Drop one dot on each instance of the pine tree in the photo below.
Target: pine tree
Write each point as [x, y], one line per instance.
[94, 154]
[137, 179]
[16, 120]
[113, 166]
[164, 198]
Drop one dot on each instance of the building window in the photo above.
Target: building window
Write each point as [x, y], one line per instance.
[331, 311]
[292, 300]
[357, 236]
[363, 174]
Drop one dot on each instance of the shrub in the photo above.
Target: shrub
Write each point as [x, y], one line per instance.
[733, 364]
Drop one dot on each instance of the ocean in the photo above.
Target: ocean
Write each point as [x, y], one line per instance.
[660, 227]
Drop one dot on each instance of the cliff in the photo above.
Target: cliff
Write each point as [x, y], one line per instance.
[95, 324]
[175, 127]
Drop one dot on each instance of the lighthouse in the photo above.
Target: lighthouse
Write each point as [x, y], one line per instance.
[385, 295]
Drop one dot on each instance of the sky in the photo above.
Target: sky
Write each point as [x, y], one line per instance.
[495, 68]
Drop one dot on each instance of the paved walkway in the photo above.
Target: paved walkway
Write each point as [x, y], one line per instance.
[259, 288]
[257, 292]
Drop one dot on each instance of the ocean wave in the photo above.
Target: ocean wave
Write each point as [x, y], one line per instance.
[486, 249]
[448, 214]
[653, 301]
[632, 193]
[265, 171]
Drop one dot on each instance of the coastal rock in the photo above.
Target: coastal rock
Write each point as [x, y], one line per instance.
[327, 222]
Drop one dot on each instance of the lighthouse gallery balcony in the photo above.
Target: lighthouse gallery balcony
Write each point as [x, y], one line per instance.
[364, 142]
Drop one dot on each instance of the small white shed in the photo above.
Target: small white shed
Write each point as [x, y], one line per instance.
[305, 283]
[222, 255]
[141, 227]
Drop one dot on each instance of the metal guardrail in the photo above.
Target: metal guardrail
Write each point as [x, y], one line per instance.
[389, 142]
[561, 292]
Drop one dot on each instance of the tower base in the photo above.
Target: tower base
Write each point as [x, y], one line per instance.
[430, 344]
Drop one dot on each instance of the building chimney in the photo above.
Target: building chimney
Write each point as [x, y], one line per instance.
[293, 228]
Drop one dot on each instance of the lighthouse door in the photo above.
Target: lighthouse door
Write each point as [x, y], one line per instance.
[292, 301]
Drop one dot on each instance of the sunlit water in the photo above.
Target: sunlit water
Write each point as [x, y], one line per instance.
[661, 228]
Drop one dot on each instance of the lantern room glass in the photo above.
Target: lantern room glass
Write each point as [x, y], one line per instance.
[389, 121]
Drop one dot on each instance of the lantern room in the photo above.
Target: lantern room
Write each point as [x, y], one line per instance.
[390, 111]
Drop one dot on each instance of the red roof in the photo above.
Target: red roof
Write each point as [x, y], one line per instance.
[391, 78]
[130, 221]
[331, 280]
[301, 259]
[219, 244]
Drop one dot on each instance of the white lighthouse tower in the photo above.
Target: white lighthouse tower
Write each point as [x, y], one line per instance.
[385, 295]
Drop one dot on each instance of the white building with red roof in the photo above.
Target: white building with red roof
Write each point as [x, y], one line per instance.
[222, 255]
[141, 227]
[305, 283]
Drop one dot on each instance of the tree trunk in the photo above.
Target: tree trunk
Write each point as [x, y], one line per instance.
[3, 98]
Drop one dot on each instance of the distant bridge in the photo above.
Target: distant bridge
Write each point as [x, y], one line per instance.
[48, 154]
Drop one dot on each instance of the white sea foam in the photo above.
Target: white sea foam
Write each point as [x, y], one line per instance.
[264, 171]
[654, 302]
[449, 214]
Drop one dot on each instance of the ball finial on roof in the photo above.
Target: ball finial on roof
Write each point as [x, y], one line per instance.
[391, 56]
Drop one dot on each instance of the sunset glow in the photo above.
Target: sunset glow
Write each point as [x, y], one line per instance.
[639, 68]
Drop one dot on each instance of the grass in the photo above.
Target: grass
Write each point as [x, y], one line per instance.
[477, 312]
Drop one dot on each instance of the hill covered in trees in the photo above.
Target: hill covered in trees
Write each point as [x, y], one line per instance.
-=-=-=-=-
**AIM**
Reproduce each line verbatim.

**THE SOLUTION**
Drop one dot on each instance of the pine tree in the photo below.
Target: pine tree
Write each point as [x, y], one line per instance.
[94, 154]
[137, 179]
[16, 120]
[113, 166]
[164, 198]
Drop one dot on each instance of the building window in the photo above.
Target: building window
Write each point as [x, y], one line per instance.
[331, 311]
[292, 300]
[357, 236]
[363, 174]
Drop one dot on each instance of the shrub in the photo above.
Target: shrub
Write each point as [x, y], one line per instance.
[733, 364]
Drop one dot on each instance of the ocean in the photo above.
Target: ocean
Write each point as [x, y], one line per instance.
[660, 227]
Drop one dot on each instance of the cliff in the photo above.
Target: cliff
Write each point as [x, y], one line per instance.
[95, 324]
[175, 127]
Drop one dot on each instance of the lighthouse in the photo above.
Target: lighthouse
Write each point as [x, y], one line per instance.
[385, 295]
Drop one dot on each instance of the sky in the photo above.
Target: sky
Write each point as [x, y], one line per instance.
[495, 68]
Drop one dot on each instance of the paved walkway in the photo above.
Target: paved walkway
Write each point as [x, y], one line per instance.
[259, 288]
[257, 292]
Drop one dot on each instance of the ocean wave in the photo above.
Target: ocean wave
Write each point as [x, y], one line per instance.
[486, 249]
[448, 214]
[653, 301]
[632, 193]
[265, 171]
Drop one dot on each instance of the coastal rock in the photo above.
Target: coastal rock
Write each point as [x, y], one line per instance.
[327, 222]
Drop one dot on each instance of the lighthouse gallery balcony in the photo above.
Target: lighthouse gallery balcony
Write each point as [x, y], one line per instance.
[364, 142]
Drop one dot on each instance of the small white shed in the photo above.
Target: small white shed
Write each point as [x, y], one line per instance.
[305, 283]
[222, 255]
[141, 227]
Drop one dot on each instance of the metal guardrail in the photo above.
Target: metal guardrail
Write each point as [x, y], one line per instance.
[389, 142]
[561, 292]
Drop one dot on each instance of the tower base in the photo above.
Target: tower base
Write each point as [x, y], one line per instance.
[430, 344]
Drop one dot on each instance of the building chimney in the photo above.
Target: building chimney
Write each point as [x, y], one line per instance.
[293, 228]
Drop one dot on each instance of the lighthouse door in the photo above.
Target: lighthouse door
Write each point as [x, y], one line per instance.
[292, 301]
Drop one dot on each instance of the sunlit water in the photo above.
Target: sunlit water
Write each point as [x, y], one line per instance.
[661, 228]
Drop one dot on each instance of the lantern room glass in the photo above.
Target: lantern room glass
Write each point as [x, y], one line per instance.
[389, 121]
Drop one dot on each instance of the lantern room in the photo above.
Target: lantern room
Write each point as [x, y], one line per instance.
[390, 111]
Drop one dot on each instance of the red roof in the photo above.
Target: red roof
Write each point as [x, y], one line per instance.
[391, 78]
[130, 221]
[331, 280]
[301, 259]
[219, 244]
Drop one dot on each instance of the white lighthouse tower in the photo above.
Target: white lighthouse tower
Write each point as [x, y], one line per instance.
[385, 295]
Drop one dot on each instance of the white building with red roof in the photo above.
Target: white building with red roof
Write each point as [x, y], one line per instance.
[222, 255]
[141, 227]
[305, 283]
Drop one dot on each instance of the tree trunk in the photo above.
Target: tree trunk
Write each point as [x, y], one line per instance.
[3, 98]
Drop one dot on each instance of the distant bridge in the photo above.
Target: distant bridge
Write each point as [x, y], one line per instance.
[48, 154]
Drop one dot on each instance of the white sea foam in the photo above.
Target: white sea foam
Write each point as [x, y], one line per instance.
[264, 171]
[654, 302]
[449, 214]
Drop one dot on each instance of the ball finial on roof in the photo above.
Target: ball finial on roof
Write each point as [x, y], one line per instance.
[391, 56]
Drop one dot on each instance of the sunset glow in the photo above.
Target: sunset glow
Write each point as [x, y], one line per instance.
[639, 68]
Drop one dot on each instance of the grass in the photo above.
Target: grass
Write each point as [x, y], one line per instance.
[477, 312]
Drop one dot on each instance of the hill covered in trees in the photo above.
Target: hill covered in trees
Write each point as [x, y], one line per instance.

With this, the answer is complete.